Г.н.с., д.и.н. Л.Г. Истягин (ИМЭМО РАН) в отличие от П.Кудюкина подчеркнул, что круг представителей критического марксизма в России далеко не ограничивается теми, кто пришел поучаствовать в данном круглом столе. Направление, творчески наследующее идеи Маркса, критических марксистов СССР и Запада, развивается в нашей стране уже второе десятилетие. На счету этих ученых десятки книг и сотни статей, изданных не только у нас, но и во многих странах мира. И с практикой социальных движений - образовательных и экологических, пацифистских и профсоюзных - это течение связано, пожалуй, больше, чем какое-либо иное течение общественной мысли в нашей стране. Эта школа только формируется, но у нее большие перспективы.

Разговор о Марксе и марксизме неизбежно вышел на один из наиболее жестких вопросов современной социальной философии в нашей стране (да и за рубежом): что же из себя представлял опыт «реального социализма», охватившего в ХХ веке треть населения Земли и до сих пор сохраняющего свои элементы в Китае, на Кубе и не только...

 

Пост-советский марксизм: социалистический идеал и «реальный социализм»

Эта тема - тема социалистического идеала и его реализации в ХХ веке в ряде стран, называвших себя социалистическими, так же не могла не вызвать повышенного интереса. Известный тезис о социализме (точнее, даже коммунизме) как пространстве культуры представил В. М. Межуев. Он подчеркнул, что в данном выше определении ему принадлежат только слова, а саму идею он, конечно, взял у Маркса, хотя и Маркс, не был первым автором этой идеи. «История есть прогресс по пути свободы», скажет Гегель. В своем понимании коммунизма Маркс лишь придаст этой идее характер историко-материалистического учения, попытается обосновать ее посредством анализа логики развития капиталистического производства.

Отметив, сколь важно понимать различие идей самого Маркса и того, что в дальнейшем получило имя «марксизм» (Межуев не случайно одну из своих последних работ назвал «Маркс против марксизма...») и подчеркнув, что, по его мнению, Маркс был прежде всего философом и историком, критиком политической экономии, а не экономистом, профессор Межуев настаивал в дискуссии на том, что история для Маркса - это вечное движение, она олицетворяет собой бесконечный процесс развития людей как свободных индивидуальностей, создающих культуру. Нужны огромные усилия, вплоть до революционных, чтобы прорваться из одного общества в другое. Именно поэтому в работах Маркса едва ли не основной стала тема свободы, свободного времени как того мира, в котором и осуществляется развитие человека, снимается и товарный, и идеологический фетишизм.

### Предоставленные строки
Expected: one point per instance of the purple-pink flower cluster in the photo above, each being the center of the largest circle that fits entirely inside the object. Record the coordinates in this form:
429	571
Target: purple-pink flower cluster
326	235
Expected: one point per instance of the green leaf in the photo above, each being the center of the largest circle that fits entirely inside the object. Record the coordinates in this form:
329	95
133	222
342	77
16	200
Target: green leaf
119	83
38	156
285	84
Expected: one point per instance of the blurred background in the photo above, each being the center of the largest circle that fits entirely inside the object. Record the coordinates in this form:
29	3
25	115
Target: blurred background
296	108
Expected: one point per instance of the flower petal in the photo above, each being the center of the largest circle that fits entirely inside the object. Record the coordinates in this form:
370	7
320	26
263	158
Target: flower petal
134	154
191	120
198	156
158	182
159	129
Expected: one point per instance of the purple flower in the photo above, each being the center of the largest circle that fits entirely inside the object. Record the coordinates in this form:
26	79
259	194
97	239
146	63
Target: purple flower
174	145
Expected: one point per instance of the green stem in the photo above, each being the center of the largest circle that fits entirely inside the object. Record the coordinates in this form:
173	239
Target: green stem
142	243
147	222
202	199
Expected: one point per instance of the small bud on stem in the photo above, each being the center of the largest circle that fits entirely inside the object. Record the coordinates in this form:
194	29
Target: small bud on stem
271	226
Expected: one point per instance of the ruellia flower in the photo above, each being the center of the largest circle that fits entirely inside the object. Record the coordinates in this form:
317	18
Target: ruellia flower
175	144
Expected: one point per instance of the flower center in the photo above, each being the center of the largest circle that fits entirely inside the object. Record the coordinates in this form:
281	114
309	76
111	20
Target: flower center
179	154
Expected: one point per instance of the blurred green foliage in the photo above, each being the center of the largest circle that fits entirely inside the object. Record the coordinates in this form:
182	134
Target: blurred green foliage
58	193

### Описание задания
Пожалуйста, дословно извлеките из текста о марксизме фрагмент, начиная со слов «Г.н.с., д.и.н. Л.Г.» и продолжая до слов «нее большие перспективы.» включительно.

### Результат задания
Г.н.с., д.и.н. Л.Г. Истягин (ИМЭМО РАН) в отличие от П.Кудюкина подчеркнул, что круг представителей критического марксизма в России далеко не ограничивается теми, кто пришел поучаствовать в данном круглом столе. Направление, творчески наследующее идеи Маркса, критических марксистов СССР и Запада, развивается в нашей стране уже второе десятилетие. На счету этих ученых десятки книг и сотни статей, изданных не только у нас, но и во многих странах мира. И с практикой социальных движений - образовательных и экологических, пацифистских и профсоюзных - это течение связано, пожалуй, больше, чем какое-либо иное течение общественной мысли в нашей стране. Эта школа только формируется, но у нее большие перспективы.